— WHAT THIS TASK INVOLVES —
What is the number of lines in this data that contain the word "building"? Give the number alone.

— DATA SECTION —

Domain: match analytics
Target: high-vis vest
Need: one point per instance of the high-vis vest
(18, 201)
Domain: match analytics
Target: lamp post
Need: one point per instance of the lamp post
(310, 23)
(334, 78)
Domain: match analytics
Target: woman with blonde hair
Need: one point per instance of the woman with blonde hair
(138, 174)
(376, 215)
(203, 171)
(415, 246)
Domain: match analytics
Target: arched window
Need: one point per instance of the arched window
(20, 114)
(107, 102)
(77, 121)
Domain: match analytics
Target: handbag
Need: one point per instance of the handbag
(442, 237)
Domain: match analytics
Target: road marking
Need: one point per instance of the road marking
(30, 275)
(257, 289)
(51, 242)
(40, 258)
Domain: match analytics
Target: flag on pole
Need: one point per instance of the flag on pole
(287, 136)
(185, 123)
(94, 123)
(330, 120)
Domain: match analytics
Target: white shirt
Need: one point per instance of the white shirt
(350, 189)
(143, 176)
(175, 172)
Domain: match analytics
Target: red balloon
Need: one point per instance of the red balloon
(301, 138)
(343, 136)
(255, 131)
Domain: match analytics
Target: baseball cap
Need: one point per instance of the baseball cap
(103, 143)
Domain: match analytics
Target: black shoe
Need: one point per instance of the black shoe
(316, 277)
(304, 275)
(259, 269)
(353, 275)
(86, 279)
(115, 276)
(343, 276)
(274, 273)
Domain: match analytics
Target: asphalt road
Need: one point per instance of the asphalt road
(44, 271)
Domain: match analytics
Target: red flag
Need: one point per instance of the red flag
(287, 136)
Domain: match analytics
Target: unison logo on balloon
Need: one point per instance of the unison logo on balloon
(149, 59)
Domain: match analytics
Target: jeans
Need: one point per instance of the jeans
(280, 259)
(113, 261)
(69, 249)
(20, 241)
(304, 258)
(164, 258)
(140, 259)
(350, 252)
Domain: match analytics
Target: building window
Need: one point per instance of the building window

— EXPECTED ANSWER —
2